*** Opening of Provided data ***
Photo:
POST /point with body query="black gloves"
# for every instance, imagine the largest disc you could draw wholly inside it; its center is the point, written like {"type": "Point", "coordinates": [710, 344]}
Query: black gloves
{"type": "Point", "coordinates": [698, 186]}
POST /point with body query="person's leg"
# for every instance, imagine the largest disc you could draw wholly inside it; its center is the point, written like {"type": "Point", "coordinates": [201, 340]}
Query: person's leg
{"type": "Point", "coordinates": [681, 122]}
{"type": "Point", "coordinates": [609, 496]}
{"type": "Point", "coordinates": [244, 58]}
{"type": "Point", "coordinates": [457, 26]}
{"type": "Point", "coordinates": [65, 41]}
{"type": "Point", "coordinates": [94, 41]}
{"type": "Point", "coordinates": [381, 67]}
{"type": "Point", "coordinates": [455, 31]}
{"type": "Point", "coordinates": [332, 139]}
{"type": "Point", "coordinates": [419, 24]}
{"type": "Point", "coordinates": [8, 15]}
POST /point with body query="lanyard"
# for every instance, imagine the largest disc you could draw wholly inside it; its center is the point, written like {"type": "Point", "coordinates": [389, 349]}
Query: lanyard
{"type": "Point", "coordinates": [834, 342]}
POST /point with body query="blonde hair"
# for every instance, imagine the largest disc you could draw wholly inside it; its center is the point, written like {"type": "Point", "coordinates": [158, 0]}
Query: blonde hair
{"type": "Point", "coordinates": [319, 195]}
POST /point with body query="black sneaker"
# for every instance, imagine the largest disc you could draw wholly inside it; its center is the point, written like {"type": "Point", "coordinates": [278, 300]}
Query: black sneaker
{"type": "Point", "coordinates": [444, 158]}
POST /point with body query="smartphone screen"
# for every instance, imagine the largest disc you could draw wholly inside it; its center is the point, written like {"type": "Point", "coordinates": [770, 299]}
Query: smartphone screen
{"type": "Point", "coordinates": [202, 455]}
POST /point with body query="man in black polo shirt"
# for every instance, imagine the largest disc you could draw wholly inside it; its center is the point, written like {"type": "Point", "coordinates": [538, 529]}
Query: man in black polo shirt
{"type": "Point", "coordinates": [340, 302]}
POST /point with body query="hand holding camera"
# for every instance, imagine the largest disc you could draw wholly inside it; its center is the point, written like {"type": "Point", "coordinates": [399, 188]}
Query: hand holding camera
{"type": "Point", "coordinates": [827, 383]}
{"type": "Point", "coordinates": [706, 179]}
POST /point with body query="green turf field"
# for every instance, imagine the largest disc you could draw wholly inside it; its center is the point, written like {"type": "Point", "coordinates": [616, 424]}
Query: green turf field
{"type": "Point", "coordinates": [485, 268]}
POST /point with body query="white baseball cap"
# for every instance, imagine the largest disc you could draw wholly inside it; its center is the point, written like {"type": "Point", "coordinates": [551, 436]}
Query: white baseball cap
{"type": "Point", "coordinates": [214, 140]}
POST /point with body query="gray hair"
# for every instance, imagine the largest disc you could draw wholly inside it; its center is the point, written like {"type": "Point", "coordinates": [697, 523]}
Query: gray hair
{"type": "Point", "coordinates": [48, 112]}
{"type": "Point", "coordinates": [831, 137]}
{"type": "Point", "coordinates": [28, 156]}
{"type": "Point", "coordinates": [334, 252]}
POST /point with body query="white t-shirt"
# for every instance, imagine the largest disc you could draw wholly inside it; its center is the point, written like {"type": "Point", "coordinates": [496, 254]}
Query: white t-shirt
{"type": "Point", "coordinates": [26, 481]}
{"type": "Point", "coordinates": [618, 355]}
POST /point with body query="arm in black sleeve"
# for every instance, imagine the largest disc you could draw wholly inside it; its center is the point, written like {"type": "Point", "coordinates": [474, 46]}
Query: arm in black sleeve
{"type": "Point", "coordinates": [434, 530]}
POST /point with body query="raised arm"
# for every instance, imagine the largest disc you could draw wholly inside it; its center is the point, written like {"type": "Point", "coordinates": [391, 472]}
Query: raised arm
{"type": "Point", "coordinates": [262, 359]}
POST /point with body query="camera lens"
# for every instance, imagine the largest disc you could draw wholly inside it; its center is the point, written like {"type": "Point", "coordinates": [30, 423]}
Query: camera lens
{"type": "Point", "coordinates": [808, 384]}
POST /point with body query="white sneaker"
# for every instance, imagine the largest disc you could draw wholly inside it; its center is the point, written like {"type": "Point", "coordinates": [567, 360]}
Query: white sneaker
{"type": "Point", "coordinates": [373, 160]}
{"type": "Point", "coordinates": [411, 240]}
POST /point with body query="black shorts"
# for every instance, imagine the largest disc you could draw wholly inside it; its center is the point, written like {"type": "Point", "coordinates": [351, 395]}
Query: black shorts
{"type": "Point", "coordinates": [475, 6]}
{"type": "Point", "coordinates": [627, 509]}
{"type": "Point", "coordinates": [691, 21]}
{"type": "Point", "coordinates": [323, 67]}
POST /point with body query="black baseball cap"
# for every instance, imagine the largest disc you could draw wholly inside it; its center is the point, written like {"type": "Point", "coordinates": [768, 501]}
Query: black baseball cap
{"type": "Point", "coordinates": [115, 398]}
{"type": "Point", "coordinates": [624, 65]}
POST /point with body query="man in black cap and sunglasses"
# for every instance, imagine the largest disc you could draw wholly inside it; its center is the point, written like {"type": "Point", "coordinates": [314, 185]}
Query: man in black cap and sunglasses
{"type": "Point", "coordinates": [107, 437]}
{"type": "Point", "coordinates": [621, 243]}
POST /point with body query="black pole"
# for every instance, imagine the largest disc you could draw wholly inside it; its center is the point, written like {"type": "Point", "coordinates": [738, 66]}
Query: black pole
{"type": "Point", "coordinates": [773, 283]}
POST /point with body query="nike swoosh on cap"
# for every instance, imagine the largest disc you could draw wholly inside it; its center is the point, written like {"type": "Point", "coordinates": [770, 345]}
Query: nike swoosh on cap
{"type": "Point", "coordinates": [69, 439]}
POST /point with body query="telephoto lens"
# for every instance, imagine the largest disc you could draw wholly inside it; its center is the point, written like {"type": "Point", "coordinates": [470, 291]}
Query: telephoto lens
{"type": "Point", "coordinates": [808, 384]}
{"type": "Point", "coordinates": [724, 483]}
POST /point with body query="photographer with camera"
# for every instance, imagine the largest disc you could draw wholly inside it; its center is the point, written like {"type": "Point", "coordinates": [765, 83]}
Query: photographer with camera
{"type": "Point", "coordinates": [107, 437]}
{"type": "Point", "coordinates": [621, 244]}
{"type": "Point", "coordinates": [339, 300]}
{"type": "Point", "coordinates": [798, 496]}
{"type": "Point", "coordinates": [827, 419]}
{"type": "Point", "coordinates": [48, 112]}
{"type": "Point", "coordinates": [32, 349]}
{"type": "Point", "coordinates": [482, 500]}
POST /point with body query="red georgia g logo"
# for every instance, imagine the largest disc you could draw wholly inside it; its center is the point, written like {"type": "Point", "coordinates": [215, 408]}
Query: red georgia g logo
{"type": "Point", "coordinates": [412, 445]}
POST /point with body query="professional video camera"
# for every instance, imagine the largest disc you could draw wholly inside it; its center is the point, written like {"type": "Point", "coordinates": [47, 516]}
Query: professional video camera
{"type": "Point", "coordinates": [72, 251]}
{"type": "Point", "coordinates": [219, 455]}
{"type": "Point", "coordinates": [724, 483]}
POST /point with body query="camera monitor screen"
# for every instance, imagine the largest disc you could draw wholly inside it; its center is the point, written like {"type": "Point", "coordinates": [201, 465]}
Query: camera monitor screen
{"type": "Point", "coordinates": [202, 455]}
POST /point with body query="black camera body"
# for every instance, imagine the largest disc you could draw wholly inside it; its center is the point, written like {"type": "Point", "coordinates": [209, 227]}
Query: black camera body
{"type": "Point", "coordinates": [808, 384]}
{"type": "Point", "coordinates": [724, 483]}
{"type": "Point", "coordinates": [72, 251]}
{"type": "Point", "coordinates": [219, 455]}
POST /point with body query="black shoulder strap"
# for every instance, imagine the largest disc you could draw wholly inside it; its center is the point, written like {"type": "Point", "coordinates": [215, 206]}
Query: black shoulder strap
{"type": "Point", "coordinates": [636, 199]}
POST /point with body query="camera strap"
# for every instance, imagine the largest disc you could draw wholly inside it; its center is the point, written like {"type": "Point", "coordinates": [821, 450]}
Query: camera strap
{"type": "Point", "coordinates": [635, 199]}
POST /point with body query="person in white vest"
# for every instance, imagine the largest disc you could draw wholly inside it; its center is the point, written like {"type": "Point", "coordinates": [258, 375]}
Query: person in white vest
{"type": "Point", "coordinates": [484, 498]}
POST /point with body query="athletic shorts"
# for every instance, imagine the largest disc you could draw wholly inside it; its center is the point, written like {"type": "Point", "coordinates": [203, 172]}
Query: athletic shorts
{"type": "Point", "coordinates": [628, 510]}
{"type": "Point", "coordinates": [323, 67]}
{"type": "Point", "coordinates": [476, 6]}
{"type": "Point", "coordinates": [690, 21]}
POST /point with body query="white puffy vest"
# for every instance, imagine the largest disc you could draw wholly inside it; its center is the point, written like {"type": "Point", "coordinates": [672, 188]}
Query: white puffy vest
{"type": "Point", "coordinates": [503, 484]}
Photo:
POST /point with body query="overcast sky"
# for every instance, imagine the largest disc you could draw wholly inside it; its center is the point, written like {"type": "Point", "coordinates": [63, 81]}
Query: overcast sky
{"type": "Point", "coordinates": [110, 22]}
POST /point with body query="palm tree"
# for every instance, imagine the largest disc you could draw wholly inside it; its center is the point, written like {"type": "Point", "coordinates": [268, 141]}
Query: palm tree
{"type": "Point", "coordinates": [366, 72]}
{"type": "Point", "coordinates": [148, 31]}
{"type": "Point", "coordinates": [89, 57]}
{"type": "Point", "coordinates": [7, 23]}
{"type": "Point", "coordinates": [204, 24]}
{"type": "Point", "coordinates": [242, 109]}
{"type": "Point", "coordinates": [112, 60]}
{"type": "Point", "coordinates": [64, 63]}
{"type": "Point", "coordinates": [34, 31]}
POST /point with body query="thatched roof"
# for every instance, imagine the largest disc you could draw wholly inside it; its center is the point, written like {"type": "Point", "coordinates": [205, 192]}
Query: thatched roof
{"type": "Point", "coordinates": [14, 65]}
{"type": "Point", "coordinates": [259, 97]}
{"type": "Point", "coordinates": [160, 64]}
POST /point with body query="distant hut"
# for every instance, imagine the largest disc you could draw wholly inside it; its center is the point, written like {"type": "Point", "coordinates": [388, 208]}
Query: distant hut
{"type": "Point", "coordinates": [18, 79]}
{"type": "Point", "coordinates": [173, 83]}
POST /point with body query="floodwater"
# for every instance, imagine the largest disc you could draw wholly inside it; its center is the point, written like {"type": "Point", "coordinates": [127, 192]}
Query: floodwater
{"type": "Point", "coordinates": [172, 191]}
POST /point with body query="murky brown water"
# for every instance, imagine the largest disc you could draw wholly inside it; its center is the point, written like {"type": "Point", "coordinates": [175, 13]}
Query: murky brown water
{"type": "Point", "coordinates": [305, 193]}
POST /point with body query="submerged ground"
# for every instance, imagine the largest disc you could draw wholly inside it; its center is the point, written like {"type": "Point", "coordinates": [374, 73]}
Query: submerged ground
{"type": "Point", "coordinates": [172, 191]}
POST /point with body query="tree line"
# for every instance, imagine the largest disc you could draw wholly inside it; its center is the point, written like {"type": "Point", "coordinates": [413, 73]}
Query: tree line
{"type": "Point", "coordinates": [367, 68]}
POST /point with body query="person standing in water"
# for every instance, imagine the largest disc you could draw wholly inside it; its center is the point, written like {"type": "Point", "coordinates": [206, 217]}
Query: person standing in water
*** Close of Provided data ***
→ **Task item**: Go through the material above, and wherever a line contains the string "standing", return it.

→ **Result**:
POST /point with body query="person standing in water"
Query: person standing in water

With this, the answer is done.